◆ **YOUR INSTRUCTIONS**:
Edit the listing from its start through the line containing "positive clicks: (621, 203)", inclusive, so that every "rough mask" becomes "coarse mask" and nothing else changes.

•••••

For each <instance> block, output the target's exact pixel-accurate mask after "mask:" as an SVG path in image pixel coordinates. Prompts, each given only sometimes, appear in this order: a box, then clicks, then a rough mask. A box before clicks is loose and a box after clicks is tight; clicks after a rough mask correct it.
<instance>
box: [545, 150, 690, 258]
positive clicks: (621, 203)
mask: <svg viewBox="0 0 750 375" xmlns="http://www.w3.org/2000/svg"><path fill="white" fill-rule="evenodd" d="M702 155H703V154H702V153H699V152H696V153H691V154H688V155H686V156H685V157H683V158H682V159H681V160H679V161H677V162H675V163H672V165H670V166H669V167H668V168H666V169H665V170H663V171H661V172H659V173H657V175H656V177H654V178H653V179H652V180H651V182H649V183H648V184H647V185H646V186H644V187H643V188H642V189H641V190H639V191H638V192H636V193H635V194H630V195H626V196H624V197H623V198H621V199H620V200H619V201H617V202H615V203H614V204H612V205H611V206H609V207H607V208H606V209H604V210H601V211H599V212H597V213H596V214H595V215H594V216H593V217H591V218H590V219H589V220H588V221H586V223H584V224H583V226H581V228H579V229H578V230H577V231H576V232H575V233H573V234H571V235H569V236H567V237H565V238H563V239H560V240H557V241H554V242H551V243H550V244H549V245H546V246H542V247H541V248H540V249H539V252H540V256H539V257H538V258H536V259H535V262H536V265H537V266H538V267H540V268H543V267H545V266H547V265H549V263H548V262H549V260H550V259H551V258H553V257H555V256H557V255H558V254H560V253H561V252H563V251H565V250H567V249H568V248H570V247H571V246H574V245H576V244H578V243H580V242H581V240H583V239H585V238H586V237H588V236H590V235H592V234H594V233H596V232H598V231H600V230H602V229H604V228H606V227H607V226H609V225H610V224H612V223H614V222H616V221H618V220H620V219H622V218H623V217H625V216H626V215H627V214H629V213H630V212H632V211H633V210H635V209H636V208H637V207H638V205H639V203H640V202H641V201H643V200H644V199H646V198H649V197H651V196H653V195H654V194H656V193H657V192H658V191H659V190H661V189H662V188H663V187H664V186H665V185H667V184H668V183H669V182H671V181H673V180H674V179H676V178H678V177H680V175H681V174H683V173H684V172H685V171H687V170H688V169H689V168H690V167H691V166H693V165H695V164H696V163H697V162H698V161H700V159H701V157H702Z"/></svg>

•••••

◆ **ANSWER AREA**:
For each <instance> block, output the target's exact pixel-accurate mask after "mask:" as an SVG path in image pixel coordinates. Prompts, each given only sometimes, appear in this order: a box, then clicks, then a coarse mask. A box before clicks is loose and a box after clicks is tight; clicks after a coarse mask correct it.
<instance>
box: [545, 150, 690, 258]
positive clicks: (621, 203)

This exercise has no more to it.